◆ **Exercise goal**
Reproduce the whole listing below word for word, keeping every line as it appears.

— start Dataset records —

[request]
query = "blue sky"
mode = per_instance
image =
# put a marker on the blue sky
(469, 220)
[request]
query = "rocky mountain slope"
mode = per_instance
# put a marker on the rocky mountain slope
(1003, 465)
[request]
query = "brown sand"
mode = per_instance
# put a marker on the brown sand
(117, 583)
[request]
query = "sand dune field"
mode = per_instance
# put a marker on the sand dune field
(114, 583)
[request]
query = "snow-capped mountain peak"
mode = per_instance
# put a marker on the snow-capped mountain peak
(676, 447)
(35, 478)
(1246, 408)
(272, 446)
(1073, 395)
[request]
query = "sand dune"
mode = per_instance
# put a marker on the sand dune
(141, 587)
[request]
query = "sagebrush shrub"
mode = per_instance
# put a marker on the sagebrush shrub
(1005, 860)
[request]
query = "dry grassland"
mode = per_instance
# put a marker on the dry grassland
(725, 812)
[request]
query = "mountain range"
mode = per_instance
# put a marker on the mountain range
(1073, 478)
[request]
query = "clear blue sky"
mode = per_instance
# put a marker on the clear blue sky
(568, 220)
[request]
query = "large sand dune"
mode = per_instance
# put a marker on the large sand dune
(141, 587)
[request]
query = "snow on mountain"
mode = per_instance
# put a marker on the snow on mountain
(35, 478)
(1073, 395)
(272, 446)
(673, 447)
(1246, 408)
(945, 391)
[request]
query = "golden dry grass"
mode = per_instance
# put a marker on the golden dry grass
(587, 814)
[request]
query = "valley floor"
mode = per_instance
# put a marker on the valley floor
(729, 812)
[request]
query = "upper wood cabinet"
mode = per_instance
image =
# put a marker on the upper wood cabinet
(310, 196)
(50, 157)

— end Dataset records —

◆ **Final answer**
[request]
query = "blue sky"
mode = per_instance
image =
# put a marker on the blue sky
(469, 220)
[request]
query = "rocky mountain slope"
mode = per_instance
# put a marker on the rocky mountain slope
(1003, 465)
[request]
query = "brown sand"
mode = per_instance
# put a marker on the brown sand
(117, 583)
[request]
query = "sand dune field"
mode = per_instance
# put a marker on the sand dune field
(114, 583)
[request]
query = "snow-capped mountain peak"
mode = per_instance
# put a marker on the snow-capped mountain peak
(676, 447)
(35, 478)
(1246, 408)
(272, 446)
(1073, 395)
[request]
query = "sand dune"
mode = per_instance
# put a marker on the sand dune
(141, 587)
[request]
query = "sagebrush shrub"
mode = per_instance
# put a marker on the sagebrush shrub
(1005, 860)
[request]
query = "dry grassland"
mode = per_instance
# put a marker on the dry grassland
(725, 812)
[request]
query = "mountain range"
mode = per_instance
# put a marker on the mountain range
(1073, 478)
[request]
query = "clear blue sky"
mode = per_instance
# put a marker on the clear blue sky
(568, 220)
[request]
query = "large sand dune"
mode = per_instance
# put a marker on the large sand dune
(141, 587)
[request]
query = "snow on mountain"
mode = per_instance
# put a marker on the snow on mountain
(35, 478)
(1073, 395)
(272, 446)
(673, 447)
(1246, 408)
(945, 391)
[request]
query = "golden dry grass"
mode = per_instance
# put a marker on the golden dry grass
(587, 814)
[request]
query = "valley floor"
mode = per_instance
# put a marker on the valley floor
(729, 812)
[request]
query = "upper wood cabinet"
mode = per_instance
image =
# put a marker on the upper wood cabinet
(310, 196)
(50, 157)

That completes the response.